#### TEXT PROVIDED
====

Biden will make enacting his $2.3 trillion infrastructure program of jobs and economic investment a vital piece of his midterm strategy, fighting for passage in Congress and taking the issue to the voters. His American Jobs Plan is to be financed by raising corporate taxes slashed by Trump and imposing a global minimum tax on multinational corporations. It includes public investment in racial equity, including an expansion of broadband internet service to underserved urban and rural communities and an environmental cleanup program in Black and Brown communities. In April, a ruling by the nonpartisan Senate parliamentarian raised the possibility that most of the jobs agenda could be passed by a simple majority.
Whatever the fate of the plan, the Democratic Party will have to mount a nationwide get-out-the-vote effort to counter Republican cries of socialism and efforts at voter suppression. This is an opportunity that must not be missed.
Biden’s Big Tent initiative, underpinned by progressive economics and voter mobilization, can bring substantial progress. His strong antiracist stands can change minds and the law. It will not be easy, but with a right-wing Republican adversary waiting in the wings, the soul of the nation is truly at stake.
Growing up in the United States after World War II, one could not escape the effects of systemic racism – no matter how liberal and well-intentioned a White person might be.
I’m a Baby Boomer, born in 1946 in Los Angeles, California. My parents met and married during World War II while my father was serving in the U.S. Army. Soon after I was born, we moved to Culver City, a separate political jurisdiction on the west side of the Los Angeles area. Using a GI loan, with $500 down they could afford to buy a lot and build a modest single-family home for $10,000. Neither of my parents came from a wealthy family, but both had graduated from college.
With a population of almost 20,000, Culver City was a town of working- and middle-class families. Founded by developer Harry Culver in 1913, it was one of many separate cities that grew up adjacent to or surrounded by the city of Los Angeles – Santa Monica on the coast and Beverly Hills along Wilshire Boulevard being other examples. Culver marketed the town as a “small White city” with lots restricted to people of European descent. A number of techniques, some legal and others not, allowed Culver City and other cities in California to prevent Black families from purchasing or renting homes. Among them was a restrictive covenant in the property deed which stated “that said premises shall not, nor shall any part thereof, ever be conveyed, transferred, leased or demised to any person other than of the White or Caucasian race.” Although the U.S. Supreme Court prohibited the enforcement of racially restrictive covenants in Shelley v. Kraemer in 1948, they continued to be included in deeds into the 1970s; other mechanisms including zoning laws and banking practices have kept Black families out of White neighbourhoods to this day.

====

#### WORKING DATA

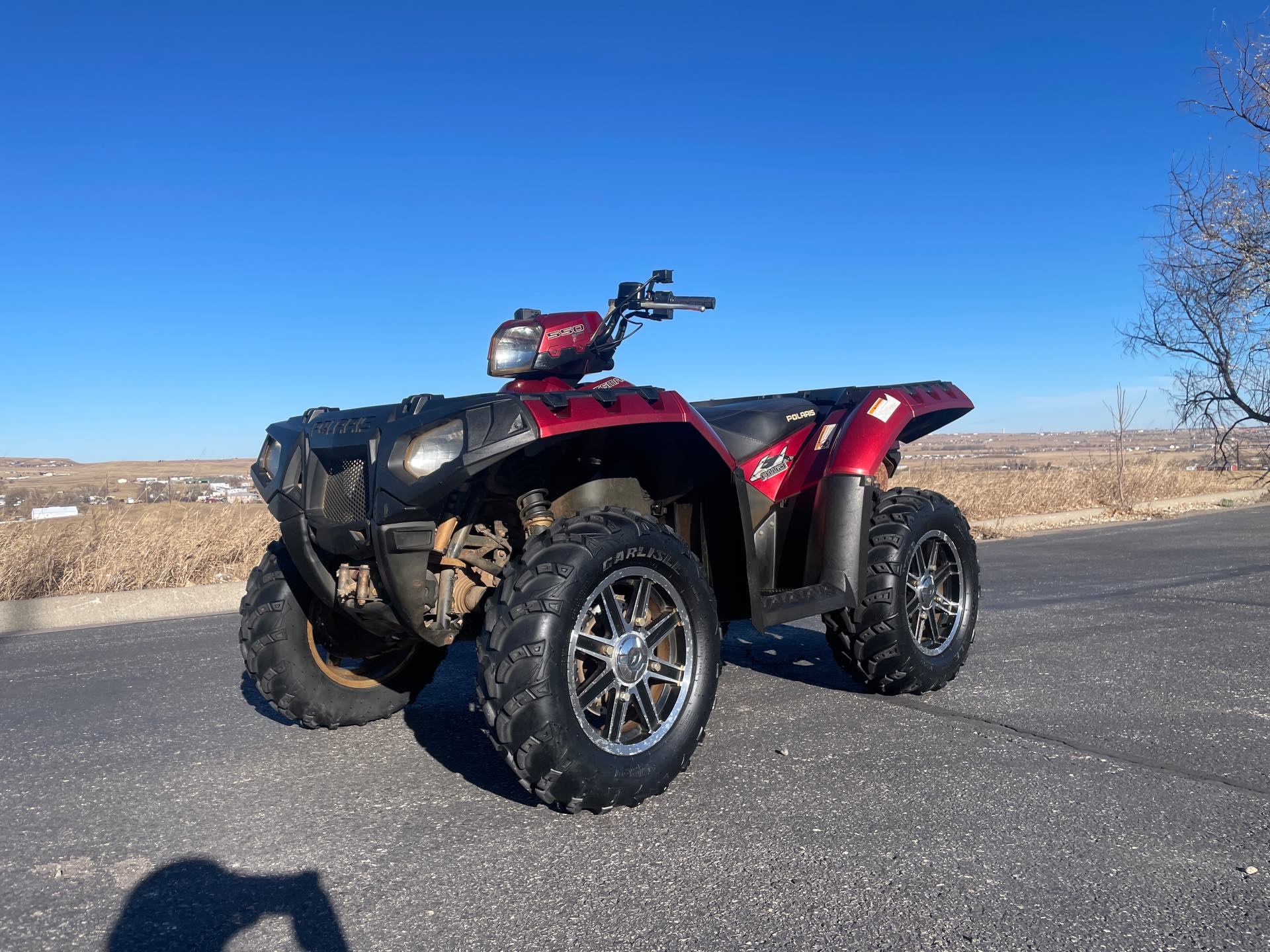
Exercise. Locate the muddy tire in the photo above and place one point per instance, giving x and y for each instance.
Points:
(291, 651)
(600, 660)
(916, 621)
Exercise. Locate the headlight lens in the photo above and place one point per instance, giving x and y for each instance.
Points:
(429, 451)
(512, 350)
(271, 457)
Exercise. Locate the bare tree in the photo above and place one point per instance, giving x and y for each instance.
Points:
(1208, 273)
(1123, 415)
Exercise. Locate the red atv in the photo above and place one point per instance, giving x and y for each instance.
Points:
(591, 537)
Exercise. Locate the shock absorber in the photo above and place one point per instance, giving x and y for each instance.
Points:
(535, 512)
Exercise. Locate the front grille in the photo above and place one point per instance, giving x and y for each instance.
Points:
(343, 496)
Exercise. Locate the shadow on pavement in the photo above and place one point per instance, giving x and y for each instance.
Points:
(785, 651)
(253, 696)
(451, 731)
(196, 905)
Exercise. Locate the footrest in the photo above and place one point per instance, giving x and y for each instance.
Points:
(800, 603)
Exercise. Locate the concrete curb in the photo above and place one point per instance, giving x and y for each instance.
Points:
(114, 607)
(1074, 516)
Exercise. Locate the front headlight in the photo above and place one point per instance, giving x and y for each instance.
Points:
(513, 349)
(433, 448)
(271, 457)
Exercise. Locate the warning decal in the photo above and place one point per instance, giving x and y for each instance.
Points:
(883, 407)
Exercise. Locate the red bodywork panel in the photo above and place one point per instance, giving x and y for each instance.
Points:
(886, 416)
(628, 409)
(849, 441)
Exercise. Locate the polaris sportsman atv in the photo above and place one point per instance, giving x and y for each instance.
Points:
(593, 539)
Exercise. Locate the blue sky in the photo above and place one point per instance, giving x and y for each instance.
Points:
(214, 218)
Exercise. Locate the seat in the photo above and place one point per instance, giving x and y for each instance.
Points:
(748, 427)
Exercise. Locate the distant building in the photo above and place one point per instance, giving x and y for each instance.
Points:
(54, 512)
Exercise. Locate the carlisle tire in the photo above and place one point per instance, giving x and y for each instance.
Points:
(600, 660)
(294, 653)
(913, 626)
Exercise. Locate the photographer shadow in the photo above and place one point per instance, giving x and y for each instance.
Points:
(196, 905)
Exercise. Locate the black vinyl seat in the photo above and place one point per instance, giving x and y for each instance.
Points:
(748, 427)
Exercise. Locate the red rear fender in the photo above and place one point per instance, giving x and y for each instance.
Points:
(888, 415)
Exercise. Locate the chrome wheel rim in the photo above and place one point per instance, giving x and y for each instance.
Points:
(630, 660)
(935, 594)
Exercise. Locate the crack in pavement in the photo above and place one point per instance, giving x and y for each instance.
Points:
(1128, 760)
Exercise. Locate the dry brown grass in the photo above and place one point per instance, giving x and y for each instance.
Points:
(992, 494)
(139, 547)
(173, 545)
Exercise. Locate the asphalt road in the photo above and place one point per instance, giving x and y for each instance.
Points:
(1099, 777)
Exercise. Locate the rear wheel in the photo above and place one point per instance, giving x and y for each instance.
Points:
(308, 663)
(599, 660)
(913, 626)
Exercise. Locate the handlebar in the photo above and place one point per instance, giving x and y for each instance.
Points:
(667, 301)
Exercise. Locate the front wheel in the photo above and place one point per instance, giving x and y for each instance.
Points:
(913, 626)
(309, 666)
(599, 660)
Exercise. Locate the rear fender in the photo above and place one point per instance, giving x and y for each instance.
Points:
(889, 415)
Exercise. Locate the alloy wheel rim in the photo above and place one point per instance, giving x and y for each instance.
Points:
(630, 660)
(935, 594)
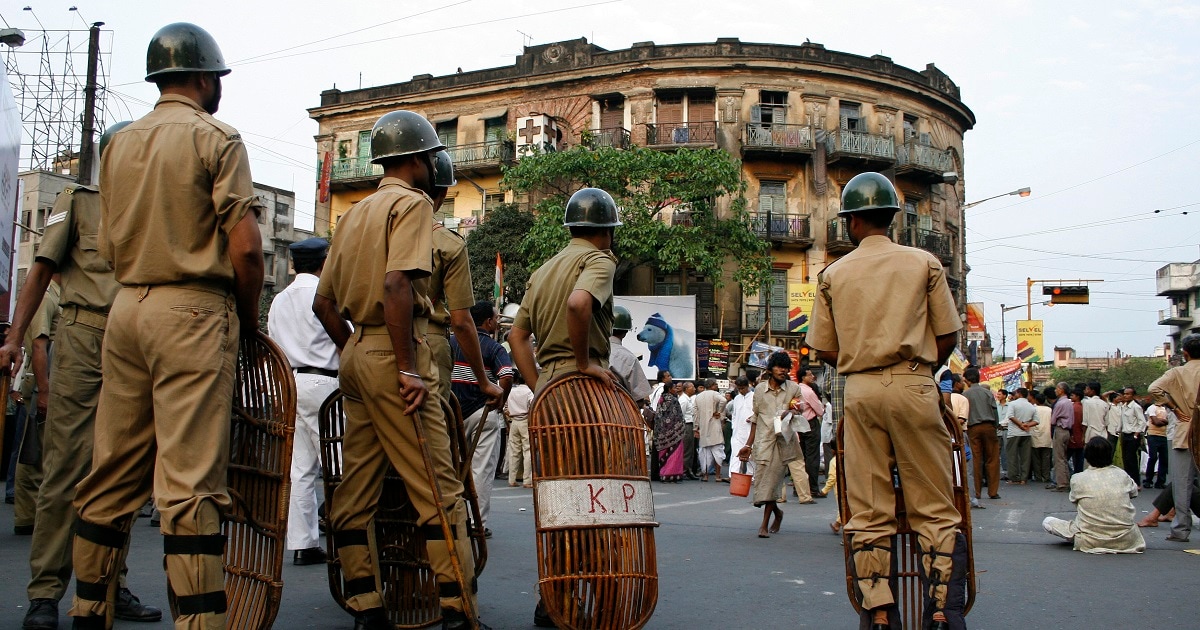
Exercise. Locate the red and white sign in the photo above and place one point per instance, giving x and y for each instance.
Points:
(594, 502)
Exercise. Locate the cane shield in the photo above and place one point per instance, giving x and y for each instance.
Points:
(597, 563)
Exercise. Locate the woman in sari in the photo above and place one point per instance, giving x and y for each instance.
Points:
(669, 435)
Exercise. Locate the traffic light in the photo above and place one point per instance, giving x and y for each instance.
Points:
(1066, 294)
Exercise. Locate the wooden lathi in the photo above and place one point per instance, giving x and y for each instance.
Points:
(264, 411)
(409, 586)
(597, 563)
(906, 583)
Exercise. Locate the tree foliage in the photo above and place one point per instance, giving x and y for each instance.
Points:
(501, 232)
(1137, 373)
(647, 185)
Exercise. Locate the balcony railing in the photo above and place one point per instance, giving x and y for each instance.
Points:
(845, 143)
(916, 156)
(481, 154)
(837, 238)
(352, 168)
(778, 137)
(781, 227)
(669, 133)
(754, 317)
(934, 243)
(615, 137)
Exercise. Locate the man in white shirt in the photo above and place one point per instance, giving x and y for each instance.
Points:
(315, 360)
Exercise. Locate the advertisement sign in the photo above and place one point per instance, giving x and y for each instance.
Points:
(664, 335)
(801, 297)
(1029, 340)
(976, 329)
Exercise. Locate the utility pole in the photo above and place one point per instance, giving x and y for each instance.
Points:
(87, 151)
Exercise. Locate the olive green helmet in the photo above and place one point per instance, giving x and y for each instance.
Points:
(184, 47)
(868, 191)
(621, 319)
(443, 169)
(591, 208)
(402, 132)
(108, 135)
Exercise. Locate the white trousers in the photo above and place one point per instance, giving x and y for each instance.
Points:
(487, 455)
(303, 529)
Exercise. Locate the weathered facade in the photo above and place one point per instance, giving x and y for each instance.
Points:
(802, 119)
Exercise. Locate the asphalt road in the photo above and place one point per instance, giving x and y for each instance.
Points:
(717, 574)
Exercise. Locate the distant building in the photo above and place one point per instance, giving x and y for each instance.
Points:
(39, 189)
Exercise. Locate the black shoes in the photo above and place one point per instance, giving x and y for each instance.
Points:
(130, 609)
(309, 556)
(43, 615)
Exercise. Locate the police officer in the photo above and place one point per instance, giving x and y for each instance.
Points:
(568, 306)
(69, 249)
(377, 277)
(179, 222)
(295, 329)
(453, 294)
(886, 318)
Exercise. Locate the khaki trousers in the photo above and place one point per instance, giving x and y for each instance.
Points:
(66, 453)
(162, 425)
(892, 419)
(378, 433)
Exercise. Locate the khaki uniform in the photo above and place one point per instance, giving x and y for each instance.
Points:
(88, 289)
(388, 232)
(173, 185)
(29, 478)
(881, 307)
(450, 291)
(580, 265)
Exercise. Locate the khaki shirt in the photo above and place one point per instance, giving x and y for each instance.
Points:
(880, 305)
(173, 184)
(580, 265)
(70, 243)
(387, 232)
(450, 283)
(1179, 387)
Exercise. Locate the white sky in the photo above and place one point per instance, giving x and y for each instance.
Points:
(1083, 101)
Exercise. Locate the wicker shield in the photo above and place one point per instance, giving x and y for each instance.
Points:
(264, 411)
(597, 563)
(906, 586)
(411, 589)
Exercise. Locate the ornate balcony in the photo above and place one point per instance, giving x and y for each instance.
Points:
(615, 137)
(837, 238)
(777, 141)
(481, 156)
(869, 148)
(661, 135)
(780, 227)
(934, 243)
(923, 161)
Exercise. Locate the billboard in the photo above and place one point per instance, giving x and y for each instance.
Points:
(1029, 340)
(664, 335)
(976, 329)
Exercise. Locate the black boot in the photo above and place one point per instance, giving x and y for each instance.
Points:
(43, 615)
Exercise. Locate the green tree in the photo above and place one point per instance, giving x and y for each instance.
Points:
(501, 232)
(646, 184)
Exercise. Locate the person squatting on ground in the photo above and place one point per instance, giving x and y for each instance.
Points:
(887, 319)
(377, 277)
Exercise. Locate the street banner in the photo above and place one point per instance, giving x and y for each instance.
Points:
(1029, 341)
(976, 329)
(664, 335)
(801, 297)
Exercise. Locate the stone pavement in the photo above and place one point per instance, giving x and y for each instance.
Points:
(717, 574)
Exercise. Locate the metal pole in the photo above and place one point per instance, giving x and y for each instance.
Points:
(87, 150)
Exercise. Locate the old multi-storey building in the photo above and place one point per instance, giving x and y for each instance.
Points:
(802, 119)
(41, 187)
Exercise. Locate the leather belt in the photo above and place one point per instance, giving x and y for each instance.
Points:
(322, 371)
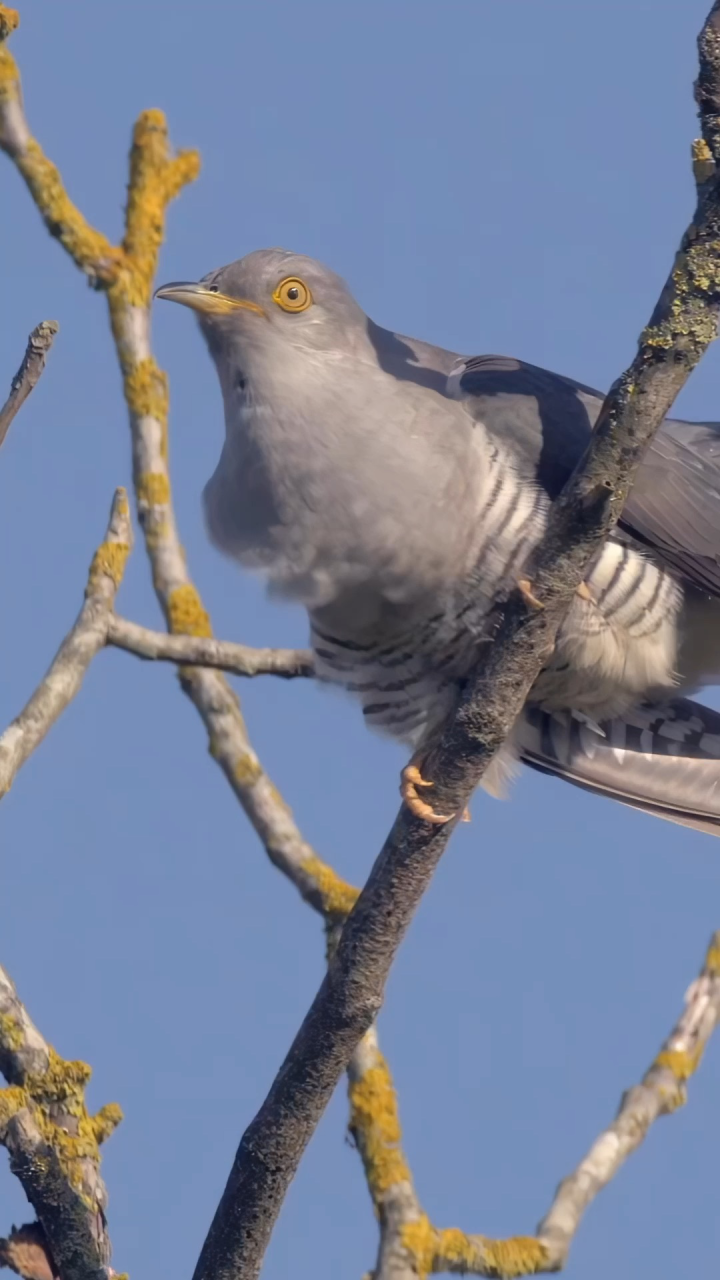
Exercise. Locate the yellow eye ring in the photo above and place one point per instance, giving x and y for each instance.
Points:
(292, 295)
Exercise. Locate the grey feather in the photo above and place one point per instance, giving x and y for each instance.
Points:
(396, 490)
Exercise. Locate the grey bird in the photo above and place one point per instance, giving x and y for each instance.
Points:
(396, 490)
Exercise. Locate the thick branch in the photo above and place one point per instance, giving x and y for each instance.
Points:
(238, 659)
(683, 324)
(28, 374)
(77, 650)
(53, 1143)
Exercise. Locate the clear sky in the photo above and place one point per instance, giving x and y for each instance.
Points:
(495, 177)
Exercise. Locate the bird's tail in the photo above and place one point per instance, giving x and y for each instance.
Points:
(662, 758)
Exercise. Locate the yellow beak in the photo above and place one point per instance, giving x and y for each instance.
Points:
(201, 298)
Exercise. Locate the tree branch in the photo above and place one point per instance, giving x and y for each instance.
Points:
(683, 324)
(238, 659)
(126, 274)
(28, 374)
(53, 1142)
(77, 650)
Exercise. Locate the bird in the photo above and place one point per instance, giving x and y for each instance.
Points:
(396, 490)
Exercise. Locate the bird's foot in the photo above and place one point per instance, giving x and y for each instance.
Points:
(525, 589)
(410, 780)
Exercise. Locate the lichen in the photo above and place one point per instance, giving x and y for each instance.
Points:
(186, 615)
(145, 387)
(109, 561)
(696, 280)
(12, 1101)
(376, 1124)
(703, 164)
(58, 1093)
(155, 178)
(86, 246)
(682, 1063)
(9, 19)
(246, 769)
(454, 1251)
(338, 896)
(10, 1032)
(712, 958)
(105, 1121)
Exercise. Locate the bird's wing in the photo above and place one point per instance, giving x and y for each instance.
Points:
(674, 506)
(661, 758)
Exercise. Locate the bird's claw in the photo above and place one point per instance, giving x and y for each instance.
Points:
(525, 589)
(411, 778)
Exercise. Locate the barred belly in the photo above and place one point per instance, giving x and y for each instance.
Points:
(405, 691)
(616, 644)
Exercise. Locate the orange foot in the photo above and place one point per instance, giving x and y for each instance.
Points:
(411, 778)
(527, 593)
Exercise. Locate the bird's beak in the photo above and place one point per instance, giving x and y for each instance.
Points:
(204, 300)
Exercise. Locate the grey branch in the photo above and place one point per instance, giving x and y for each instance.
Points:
(77, 650)
(661, 1091)
(682, 327)
(28, 374)
(237, 659)
(53, 1144)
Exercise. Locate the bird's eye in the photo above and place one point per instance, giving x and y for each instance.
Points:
(292, 295)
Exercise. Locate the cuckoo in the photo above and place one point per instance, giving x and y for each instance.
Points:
(396, 490)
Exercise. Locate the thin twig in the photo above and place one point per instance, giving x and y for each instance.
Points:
(237, 659)
(682, 327)
(78, 648)
(53, 1142)
(126, 274)
(28, 374)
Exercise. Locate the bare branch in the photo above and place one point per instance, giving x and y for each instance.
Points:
(238, 659)
(126, 273)
(28, 374)
(682, 327)
(53, 1143)
(77, 650)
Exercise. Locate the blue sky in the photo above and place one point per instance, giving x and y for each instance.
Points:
(492, 177)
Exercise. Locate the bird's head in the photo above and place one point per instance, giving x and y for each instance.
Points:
(270, 301)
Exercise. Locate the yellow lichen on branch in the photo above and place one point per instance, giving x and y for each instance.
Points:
(109, 561)
(155, 178)
(434, 1251)
(9, 19)
(186, 615)
(374, 1124)
(338, 896)
(55, 1100)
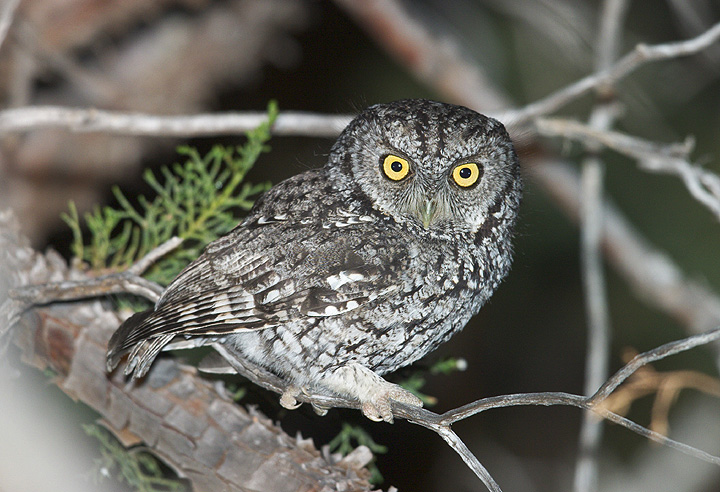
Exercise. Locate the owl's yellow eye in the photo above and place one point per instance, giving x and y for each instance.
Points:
(395, 168)
(466, 175)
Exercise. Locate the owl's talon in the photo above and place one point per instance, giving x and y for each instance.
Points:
(320, 410)
(288, 398)
(379, 407)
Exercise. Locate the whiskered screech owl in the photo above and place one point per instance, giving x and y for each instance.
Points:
(341, 274)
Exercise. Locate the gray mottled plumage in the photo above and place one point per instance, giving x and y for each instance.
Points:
(341, 274)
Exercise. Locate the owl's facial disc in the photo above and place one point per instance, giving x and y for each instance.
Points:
(427, 212)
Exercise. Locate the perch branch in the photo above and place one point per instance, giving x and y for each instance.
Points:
(441, 424)
(188, 421)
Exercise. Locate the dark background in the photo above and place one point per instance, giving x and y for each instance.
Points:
(531, 335)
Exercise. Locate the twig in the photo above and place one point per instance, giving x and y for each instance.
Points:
(7, 13)
(641, 55)
(128, 281)
(122, 123)
(703, 185)
(650, 272)
(598, 323)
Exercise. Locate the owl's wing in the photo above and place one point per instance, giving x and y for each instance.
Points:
(227, 291)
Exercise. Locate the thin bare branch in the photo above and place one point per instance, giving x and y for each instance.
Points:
(153, 256)
(703, 185)
(641, 55)
(596, 305)
(650, 272)
(651, 356)
(122, 123)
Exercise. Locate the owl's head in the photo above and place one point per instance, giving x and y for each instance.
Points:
(439, 166)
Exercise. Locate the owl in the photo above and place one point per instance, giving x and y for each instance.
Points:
(341, 274)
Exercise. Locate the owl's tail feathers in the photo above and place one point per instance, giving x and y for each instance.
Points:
(142, 351)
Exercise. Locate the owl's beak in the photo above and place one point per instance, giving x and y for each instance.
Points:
(427, 212)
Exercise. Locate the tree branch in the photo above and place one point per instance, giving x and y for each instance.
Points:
(122, 123)
(188, 421)
(641, 55)
(703, 185)
(93, 364)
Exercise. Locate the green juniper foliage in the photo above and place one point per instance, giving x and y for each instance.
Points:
(196, 201)
(138, 469)
(352, 436)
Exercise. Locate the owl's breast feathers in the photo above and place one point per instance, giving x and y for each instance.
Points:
(274, 268)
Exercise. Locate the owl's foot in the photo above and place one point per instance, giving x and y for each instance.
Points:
(379, 407)
(375, 394)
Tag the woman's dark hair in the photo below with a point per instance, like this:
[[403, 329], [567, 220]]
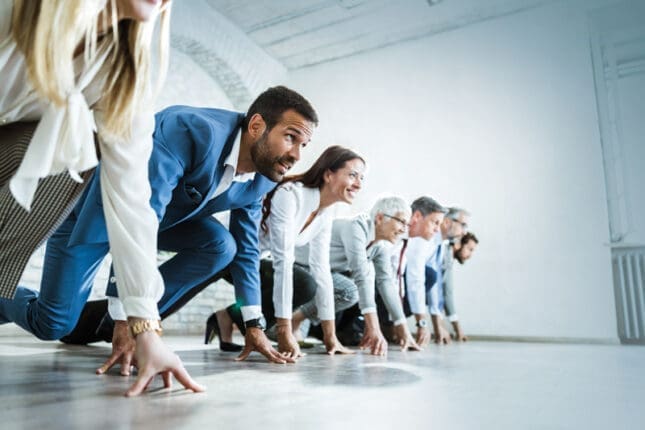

====

#### JOBS
1. Find every line in the listing that contains the string "twig" and copy each of those lines out in full. Case counts.
2. Continue the essay on systemic racism and Culver City, picking up after its last sentence.

#### EXPECTED RESPONSES
1.
Exercise. Locate the thin twig in the photo above and place one point per instance, giving x and y for each instance.
Exercise. Locate the twig in the photo above and place one point per instance, giving x and y for each instance.

2.
On my block, our neighbours included a German immigrant family in which the father was a gardener, a Mexican-American family in which the father repaired pinball machines and a native Hawaiian family in which the father was a principal at the junior high school. Next door to us was a White-Filipino couple in which the husband drove a delivery truck for the Helms Bakery, a major employer in town, and across the street lived a policeman’s family and a unionized machinist who worked at Hughes Aircraft. A few blocks away stood MGM, one of the leading film studios of the golden era of Hollywood, as well as RKO studios and other film-related companies.
There was only one Black family living in Culver City during my youth. The Culver City police force helped to enforce the Whites-only social norm by making it clear to Blacks working in the city or passing through that they were expected to depart by sunset. Real estate brokers would not show houses or rental properties to Black families.
If asked, most residents would have said that Blacks chose to live together – that it was de facto segregation based on free choice and social practice, not de jure segregation supported by government compounded by racial bias. This was a myth. As historian Richard Rothstein has written, “Racial segregation in housing was not merely a project of southerners in the former slaveholding Confederacy. It was a nationwide project of the federal government in the twentieth century, designed and implemented by its most liberal leaders … Scores of racially explicit laws, regulations, and government practices combined to create a nationwide system of urban ghettos, surrounded by white suburbs.”1 Segregation in housing which resulted in segregation in schooling and in jobs was the policy of government in all regions of the country. It was systemic – and has had ruinous consequences to this day.
The son of the only Black family in Culver City was a year ahead of me in school. He had a rock band which played at school dances. He was popular but none of us knew his parents or how they had managed to find a home in the city. I later heard an unconfirmed story that a White teacher rented a home for them in his name.
The only Black person whom I knew well growing up was Mamie Rice, an elderly woman who came to live with us in the early 1950s after my younger twin brother and sister were born. My parents were both working journalists and needed help with child care. They had known Mamie through family friends on the east coast. Mamie shared a room with my sister, and my brother moved in with me. In addition to watching the twins, Mamie cooked our meals and ruled the kitchen. I felt that she was a member of the family, but she wouldn’t eat with us at the dining room table, saying it would make her uncomfortable.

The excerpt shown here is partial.